Display every line in the material below that includes the word "bowl". Copy each such line in full.

--

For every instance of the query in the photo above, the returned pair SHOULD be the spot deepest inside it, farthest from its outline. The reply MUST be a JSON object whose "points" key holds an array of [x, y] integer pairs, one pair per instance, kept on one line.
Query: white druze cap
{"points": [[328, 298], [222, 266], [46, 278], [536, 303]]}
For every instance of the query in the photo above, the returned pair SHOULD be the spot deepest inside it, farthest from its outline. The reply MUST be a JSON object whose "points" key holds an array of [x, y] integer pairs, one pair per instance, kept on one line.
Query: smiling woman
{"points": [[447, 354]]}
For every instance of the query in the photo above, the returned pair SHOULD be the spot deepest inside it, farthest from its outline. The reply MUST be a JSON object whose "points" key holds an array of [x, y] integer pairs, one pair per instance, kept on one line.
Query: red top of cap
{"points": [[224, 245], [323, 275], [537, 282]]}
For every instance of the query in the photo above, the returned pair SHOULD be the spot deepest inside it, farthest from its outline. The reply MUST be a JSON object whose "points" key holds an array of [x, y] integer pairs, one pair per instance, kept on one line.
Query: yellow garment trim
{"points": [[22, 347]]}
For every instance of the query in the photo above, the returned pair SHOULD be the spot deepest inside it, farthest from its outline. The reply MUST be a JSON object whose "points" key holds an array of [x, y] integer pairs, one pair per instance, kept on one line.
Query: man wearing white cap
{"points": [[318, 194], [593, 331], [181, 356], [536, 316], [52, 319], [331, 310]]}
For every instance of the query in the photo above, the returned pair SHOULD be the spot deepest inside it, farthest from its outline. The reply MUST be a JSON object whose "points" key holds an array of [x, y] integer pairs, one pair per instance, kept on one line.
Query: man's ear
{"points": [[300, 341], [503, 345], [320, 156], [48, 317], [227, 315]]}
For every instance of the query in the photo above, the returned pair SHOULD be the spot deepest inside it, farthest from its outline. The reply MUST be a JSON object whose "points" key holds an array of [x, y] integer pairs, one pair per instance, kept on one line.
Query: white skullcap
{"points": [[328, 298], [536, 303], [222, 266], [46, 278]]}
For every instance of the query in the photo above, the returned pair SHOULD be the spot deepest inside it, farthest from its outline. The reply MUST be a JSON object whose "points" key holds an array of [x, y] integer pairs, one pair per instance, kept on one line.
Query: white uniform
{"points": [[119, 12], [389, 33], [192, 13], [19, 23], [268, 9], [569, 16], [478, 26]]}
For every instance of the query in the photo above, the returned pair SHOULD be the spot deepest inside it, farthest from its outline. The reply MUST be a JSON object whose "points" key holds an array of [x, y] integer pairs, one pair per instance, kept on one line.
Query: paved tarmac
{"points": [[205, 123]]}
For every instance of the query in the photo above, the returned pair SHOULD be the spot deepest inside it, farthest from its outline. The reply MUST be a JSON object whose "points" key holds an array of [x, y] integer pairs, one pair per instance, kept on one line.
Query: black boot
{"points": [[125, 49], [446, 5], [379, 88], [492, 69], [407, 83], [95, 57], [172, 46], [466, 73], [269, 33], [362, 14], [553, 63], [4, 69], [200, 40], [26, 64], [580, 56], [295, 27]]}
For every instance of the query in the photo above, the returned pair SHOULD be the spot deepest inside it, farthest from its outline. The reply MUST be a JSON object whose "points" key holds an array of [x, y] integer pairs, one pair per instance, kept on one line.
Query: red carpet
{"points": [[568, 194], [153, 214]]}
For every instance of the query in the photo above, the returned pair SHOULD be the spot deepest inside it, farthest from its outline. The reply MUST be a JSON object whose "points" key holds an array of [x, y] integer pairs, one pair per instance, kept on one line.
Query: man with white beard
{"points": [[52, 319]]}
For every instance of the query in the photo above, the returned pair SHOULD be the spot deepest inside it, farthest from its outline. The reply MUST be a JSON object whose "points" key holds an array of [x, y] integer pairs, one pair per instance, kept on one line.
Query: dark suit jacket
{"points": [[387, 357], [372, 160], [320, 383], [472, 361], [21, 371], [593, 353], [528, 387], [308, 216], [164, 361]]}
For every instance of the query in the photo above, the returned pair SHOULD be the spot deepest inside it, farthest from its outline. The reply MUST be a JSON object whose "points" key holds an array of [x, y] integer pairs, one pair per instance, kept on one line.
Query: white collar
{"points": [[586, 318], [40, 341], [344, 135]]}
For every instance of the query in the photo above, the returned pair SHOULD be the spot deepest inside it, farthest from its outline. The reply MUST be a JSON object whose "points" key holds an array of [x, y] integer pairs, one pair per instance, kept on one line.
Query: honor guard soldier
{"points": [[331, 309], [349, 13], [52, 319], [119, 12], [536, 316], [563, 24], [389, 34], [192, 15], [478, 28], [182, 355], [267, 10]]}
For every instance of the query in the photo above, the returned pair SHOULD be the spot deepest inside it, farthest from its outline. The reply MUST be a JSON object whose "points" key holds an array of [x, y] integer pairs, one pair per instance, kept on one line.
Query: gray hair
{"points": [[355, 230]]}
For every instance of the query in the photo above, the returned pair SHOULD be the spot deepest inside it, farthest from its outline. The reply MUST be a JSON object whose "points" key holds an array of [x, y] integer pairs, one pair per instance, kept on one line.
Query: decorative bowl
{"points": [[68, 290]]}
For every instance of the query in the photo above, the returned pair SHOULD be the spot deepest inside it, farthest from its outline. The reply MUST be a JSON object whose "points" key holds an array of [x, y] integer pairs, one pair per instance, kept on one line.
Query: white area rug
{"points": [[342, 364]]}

--

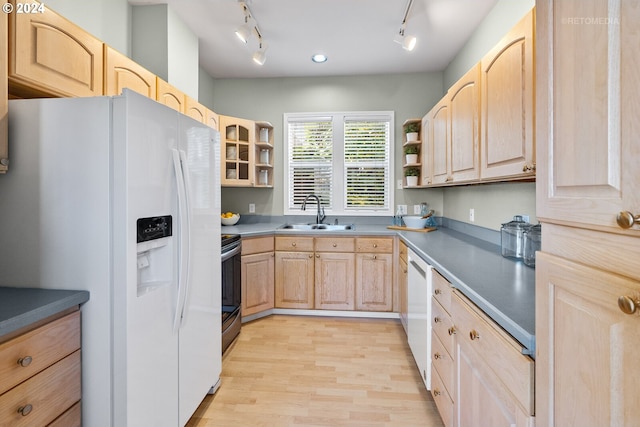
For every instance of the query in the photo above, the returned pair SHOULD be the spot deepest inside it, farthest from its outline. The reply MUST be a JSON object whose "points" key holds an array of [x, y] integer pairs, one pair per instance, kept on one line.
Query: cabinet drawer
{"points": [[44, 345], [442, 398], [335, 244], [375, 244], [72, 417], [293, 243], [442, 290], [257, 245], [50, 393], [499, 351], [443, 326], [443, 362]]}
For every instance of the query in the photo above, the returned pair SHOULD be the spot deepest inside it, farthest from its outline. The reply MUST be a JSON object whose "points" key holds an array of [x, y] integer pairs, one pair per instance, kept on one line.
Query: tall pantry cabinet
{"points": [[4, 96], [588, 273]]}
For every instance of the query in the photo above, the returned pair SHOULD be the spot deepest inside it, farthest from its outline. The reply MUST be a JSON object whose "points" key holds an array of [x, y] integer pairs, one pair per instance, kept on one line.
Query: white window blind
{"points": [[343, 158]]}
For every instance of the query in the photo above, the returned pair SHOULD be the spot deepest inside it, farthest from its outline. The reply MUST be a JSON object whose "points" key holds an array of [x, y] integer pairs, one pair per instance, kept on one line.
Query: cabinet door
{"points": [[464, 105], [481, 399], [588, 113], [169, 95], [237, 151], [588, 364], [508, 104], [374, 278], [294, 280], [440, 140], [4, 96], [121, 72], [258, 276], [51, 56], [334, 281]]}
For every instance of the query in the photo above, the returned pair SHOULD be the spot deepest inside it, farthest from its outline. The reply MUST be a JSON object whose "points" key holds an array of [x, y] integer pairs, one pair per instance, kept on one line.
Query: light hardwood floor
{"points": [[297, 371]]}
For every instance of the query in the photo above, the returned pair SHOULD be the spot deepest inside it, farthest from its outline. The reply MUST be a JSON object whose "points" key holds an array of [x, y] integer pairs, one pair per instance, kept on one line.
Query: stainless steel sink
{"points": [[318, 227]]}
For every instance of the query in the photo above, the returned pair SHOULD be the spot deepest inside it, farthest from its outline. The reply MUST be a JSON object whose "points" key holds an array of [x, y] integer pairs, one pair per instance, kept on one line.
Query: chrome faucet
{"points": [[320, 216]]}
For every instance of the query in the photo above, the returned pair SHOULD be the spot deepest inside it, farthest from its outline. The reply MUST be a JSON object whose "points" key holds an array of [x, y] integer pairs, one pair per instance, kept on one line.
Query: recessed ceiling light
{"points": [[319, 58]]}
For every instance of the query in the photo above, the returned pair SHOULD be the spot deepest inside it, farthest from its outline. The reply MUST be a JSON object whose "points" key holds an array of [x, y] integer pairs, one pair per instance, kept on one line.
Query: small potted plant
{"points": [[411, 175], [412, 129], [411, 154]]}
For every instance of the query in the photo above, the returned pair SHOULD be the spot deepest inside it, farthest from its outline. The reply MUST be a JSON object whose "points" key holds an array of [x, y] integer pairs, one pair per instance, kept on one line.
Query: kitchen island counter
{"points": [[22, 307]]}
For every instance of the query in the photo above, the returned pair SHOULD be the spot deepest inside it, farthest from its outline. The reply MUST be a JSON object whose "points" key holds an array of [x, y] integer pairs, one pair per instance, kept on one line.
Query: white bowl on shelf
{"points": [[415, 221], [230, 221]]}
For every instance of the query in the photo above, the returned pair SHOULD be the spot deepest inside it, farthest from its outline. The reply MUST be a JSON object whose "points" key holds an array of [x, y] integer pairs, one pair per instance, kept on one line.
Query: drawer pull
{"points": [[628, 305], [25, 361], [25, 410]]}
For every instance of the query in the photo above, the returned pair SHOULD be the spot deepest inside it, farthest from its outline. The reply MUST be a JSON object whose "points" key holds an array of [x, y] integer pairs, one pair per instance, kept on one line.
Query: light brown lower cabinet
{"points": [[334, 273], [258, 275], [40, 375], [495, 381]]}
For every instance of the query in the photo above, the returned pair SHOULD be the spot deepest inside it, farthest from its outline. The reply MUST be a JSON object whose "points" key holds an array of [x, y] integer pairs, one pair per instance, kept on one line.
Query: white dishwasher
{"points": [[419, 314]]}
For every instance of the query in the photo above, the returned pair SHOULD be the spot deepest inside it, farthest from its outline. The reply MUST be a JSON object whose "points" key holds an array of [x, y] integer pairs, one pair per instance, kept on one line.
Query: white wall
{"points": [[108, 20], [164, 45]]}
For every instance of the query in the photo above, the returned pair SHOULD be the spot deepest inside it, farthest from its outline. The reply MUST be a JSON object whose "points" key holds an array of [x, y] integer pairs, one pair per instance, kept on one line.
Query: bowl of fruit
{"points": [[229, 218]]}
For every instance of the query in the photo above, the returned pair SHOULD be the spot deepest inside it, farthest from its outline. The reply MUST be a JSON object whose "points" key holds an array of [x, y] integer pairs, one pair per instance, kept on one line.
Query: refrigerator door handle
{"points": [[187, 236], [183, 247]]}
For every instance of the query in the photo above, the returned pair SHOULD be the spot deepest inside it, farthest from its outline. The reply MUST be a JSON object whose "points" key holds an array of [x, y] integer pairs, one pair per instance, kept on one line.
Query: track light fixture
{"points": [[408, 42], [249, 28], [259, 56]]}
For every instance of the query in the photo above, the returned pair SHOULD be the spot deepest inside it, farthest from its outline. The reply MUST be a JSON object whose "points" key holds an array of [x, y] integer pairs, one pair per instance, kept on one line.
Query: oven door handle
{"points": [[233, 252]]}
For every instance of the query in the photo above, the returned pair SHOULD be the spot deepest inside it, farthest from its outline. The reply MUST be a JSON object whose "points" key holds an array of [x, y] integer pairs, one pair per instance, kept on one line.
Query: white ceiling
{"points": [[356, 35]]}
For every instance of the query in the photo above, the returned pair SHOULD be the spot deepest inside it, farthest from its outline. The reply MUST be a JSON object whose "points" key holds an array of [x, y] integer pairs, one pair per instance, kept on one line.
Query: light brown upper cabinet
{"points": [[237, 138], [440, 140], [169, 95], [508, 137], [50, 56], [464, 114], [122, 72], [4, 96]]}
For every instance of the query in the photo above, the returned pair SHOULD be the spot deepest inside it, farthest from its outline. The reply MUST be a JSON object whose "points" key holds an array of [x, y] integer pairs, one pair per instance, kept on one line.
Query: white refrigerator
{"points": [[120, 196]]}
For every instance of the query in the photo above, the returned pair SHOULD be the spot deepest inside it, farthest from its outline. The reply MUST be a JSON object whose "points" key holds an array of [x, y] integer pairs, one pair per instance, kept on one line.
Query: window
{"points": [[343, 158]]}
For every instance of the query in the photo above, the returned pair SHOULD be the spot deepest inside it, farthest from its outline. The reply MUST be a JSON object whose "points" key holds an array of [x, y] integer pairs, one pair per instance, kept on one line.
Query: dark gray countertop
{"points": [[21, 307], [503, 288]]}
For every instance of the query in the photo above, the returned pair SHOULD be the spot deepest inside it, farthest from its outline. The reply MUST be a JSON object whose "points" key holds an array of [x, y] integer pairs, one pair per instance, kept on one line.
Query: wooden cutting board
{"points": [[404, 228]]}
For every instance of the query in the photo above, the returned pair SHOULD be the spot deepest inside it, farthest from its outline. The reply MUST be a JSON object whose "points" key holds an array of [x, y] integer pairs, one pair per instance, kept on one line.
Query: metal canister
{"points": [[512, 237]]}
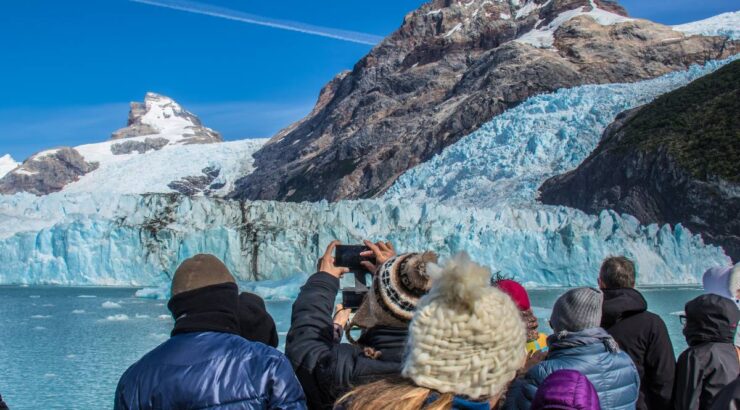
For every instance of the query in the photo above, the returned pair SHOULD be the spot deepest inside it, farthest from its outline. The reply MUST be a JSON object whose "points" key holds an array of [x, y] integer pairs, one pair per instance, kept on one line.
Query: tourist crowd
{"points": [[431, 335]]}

--

SOLUTION FOR THIS PROBLEM:
Query: decorative bowl
Query: white bowl on shelf
Query: bowl of fruit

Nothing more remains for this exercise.